*** Text section
Lung segmentation for chest X-Ray images with ResUNet and UNet. In addition, feature extraction and tuberculosis cases diagnosis has developed.
Computer Vision (CV) has a lot of applications in medical diagnosis:
- Dermatology
- Ophthakmology
- Histopathology
X-rays images are critical for the detection of lung cancer, pneumenia ... In this notebook you will learn:
- Data pre-processing and augmetation
- Preprocess images properly for the train, validation and test sets.
- Set-up neural networks to segment the images and make disease predictions on chest X-rays.
The dataset contains x-rays and corresponding masks. Some masks are missing so it is advised to cross-reference the images and masks. The OP had the following request: It is requested that publications resulting from the use of this data attribute the source (National Library of Medicine, National Institutes of Health, Bethesda, MD, USA and Shenzhen No.3 People’s Hospital, Guangdong Medical College, Shenzhen, China) and cite the following publications:
[1] Jaeger S, Karargyris A, Candemir S, Folio L, Siegelman J, Callaghan F, Xue Z, Palaniappan K, Singh RK, Antani S, Thoma G, Wang YX, Lu PX, McDonald CJ. Automatic tuberculosis screening using chest radiographs. IEEE Trans Med Imaging. 2014 Feb;33(2):233-45. doi: 10.1109/TMI.2013.2284099. PMID: 24108713
[2] Candemir S, Jaeger S, Palaniappan K, Musco JP, Singh RK, Xue Z, Karargyris A, Antani S, Thoma G, McDonald CJ. Lung segmentation in chest radiographs using anatomical atlases with nonrigid registration. IEEE Trans Med Imaging. 2014 Feb;33(2):577-90. doi: 10.1109/TMI.2013.2290491. PMID: 24239990
X-ray images in this data set have been acquired from the tuberculosis control program of the Department of Health and Human Services of Montgomery County, MD, USA. This set contains 138 posterior-anterior x-rays, of which 80 x-rays are normal and 58 x-rays are abnormal with manifestations of tuberculosis. All images are de-identified and available in DICOM format. The set covers a wide range of abnormalities, including effusions and miliary patterns. The data set includes radiology readings available as a text file.
- The dataset is made up of images and segmentated mask from two diffrent sources.
- There is a slight abnormality in naming convention of masks.
- Some images don't have their corresponding masks.
- Images from the Shenzhen dataset has apparently smaller lungs as compared to the Montgomery dataset.
******
Task A - Quote the stretch of the lung segmentation text from "- The dataset" through "their corresponding masks.".
Task B - According to the lung segmentation text, how many of the 138 posterior-anterior x-rays are abnormal with manifestations of tuberculosis?
Task C - Carry on the lung segmentation text from its last sentence.
The records that follow have no connection to the lung segmentation text.
*** Recorded information
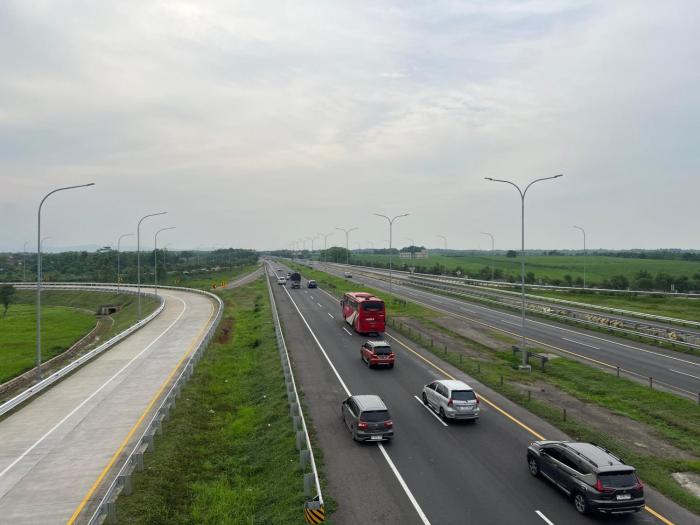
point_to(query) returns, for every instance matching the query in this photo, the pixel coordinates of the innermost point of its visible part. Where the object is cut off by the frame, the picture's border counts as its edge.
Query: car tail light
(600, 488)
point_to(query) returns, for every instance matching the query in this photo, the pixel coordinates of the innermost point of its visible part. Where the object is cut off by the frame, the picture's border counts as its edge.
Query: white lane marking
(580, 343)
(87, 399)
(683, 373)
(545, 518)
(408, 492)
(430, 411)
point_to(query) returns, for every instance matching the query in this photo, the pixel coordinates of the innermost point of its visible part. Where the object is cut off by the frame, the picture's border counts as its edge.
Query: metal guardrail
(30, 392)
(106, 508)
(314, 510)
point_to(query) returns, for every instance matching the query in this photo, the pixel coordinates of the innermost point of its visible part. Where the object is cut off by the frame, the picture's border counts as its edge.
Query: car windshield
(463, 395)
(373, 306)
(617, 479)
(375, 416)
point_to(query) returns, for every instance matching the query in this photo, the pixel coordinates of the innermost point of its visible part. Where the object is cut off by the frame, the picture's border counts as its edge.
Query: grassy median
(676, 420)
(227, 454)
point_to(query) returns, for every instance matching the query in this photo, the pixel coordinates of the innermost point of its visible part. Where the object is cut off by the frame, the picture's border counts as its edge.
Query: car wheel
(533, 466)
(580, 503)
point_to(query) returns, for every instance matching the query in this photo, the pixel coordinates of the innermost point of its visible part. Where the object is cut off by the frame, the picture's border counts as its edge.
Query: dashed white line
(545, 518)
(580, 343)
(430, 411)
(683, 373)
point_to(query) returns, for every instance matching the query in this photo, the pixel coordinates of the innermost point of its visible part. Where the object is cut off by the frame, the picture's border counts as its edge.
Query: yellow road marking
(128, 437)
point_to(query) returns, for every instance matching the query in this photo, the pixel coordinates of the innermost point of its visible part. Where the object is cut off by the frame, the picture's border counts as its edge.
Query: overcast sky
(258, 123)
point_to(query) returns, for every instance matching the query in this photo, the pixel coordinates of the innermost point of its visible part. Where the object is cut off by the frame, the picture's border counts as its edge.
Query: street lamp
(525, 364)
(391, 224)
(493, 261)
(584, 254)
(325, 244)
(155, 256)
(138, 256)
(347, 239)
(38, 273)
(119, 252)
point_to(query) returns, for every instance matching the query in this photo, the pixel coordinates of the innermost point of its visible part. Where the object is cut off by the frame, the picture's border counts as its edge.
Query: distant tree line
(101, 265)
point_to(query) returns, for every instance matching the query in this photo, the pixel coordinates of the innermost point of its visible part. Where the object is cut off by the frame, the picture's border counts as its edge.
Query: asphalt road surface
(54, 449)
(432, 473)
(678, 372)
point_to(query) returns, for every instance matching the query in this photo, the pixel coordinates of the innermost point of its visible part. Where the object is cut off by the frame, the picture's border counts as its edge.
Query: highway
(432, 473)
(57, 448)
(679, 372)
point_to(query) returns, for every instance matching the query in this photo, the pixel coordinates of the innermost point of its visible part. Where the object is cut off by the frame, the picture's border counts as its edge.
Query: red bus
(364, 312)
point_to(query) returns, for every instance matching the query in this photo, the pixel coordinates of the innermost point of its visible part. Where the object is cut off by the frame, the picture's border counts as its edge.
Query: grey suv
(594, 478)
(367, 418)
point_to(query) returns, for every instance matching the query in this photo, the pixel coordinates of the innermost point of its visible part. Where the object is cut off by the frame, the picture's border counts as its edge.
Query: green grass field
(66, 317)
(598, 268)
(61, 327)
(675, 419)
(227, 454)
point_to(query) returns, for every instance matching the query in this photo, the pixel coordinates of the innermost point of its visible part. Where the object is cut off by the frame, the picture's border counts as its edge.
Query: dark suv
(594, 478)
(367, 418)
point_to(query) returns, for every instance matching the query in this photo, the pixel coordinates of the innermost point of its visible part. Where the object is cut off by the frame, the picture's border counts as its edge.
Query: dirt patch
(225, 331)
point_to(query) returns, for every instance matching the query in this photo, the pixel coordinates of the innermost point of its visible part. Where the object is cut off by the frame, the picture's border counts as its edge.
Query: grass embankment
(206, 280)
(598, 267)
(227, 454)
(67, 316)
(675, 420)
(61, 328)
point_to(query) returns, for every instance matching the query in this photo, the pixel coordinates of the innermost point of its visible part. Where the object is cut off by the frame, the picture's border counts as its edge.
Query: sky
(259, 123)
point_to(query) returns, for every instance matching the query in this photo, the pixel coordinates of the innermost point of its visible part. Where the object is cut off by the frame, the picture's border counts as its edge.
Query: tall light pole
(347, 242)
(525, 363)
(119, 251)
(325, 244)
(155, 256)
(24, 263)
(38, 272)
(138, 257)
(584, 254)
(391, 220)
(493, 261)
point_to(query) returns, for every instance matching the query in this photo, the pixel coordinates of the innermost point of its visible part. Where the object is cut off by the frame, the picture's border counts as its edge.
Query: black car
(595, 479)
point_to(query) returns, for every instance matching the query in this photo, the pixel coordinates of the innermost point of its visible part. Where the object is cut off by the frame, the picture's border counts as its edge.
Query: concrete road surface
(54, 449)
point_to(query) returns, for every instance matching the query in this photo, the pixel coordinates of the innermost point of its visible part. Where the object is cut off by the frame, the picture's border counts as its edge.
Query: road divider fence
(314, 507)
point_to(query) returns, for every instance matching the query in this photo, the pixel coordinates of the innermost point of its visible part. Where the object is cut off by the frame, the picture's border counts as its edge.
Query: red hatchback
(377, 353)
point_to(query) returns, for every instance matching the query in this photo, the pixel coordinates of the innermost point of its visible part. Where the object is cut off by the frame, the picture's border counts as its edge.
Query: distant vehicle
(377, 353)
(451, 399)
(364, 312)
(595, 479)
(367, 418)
******
Written answer A -
- The dataset is made up of images and segmentated mask from two diffrent sources.
- There is a slight abnormality in naming convention of masks.
- Some images don't have their corresponding masks.

Written answer B - 58 of the x-rays are abnormal with manifestations of tuberculosis.

Written answer C -
Data augmentation in data analysis are techniques used to increase the amount of data by adding slightly modified copies of already existing data or newly created synthetic data from existing data. It acts as a regularizer and helps reduce overfitting when training a machine learning model. It is closely related to oversampling in data analysis.
- create contrast images(v1)
- create contrast images(v2)
- create noise images
U-Net is a convolutional neural network that was developed for biomedical image segmentation at the Computer Science Department of the University of Freiburg. The network is based on the fully convolutional network and its architecture was modified and extended to work with fewer training images and to yield more precise segmentations.
ResUNet, a semantic segmentation model inspired by the deep residual learning and UNet. An architecture that take advantages from both(Residual and UNet) models. Paper: https://arxiv.org/pdf/1711.10684.pdf
Video Explaination: https://youtu.be/BOoBWRTpaKk
Number of parameters | validation loss | |
---|---|---|
U-Net | 7,759,521 | 0.03169 |
Residual-Unet | 4,722,737 | 0.02861 |
- Exploratory data analysis
- Feature extraction
- Feed extracted features into MLP Neural Network for classification
Use pretrained InceptionResNetV2 for feature extraction.
precision | recall | f1-score | support | |
---|---|---|---|---|
Tuberculosis negative cases | 0.80 | 0.88 | 0.84 | 77 |
Tuberculosis positive cases | 0.88 | 0.80 | 0.84 | 83 |
accuracy | 0.84 | 0.84 | 0.84 | 160 |
Use pretrained ResNet50 for feature extraction.
precision | recall | f1-score | support | |
---|---|---|---|---|
Tuberculosis negative cases | 0.95 | 0.85 | 0.89 | 85 |
Tuberculosis positive cases | 0.85 | 0.95 | 0.89 | 75 |
accuracy | 0.89 | 0.89 | 0.89 | 160 |
Use pretrained VGG16 for feature extraction.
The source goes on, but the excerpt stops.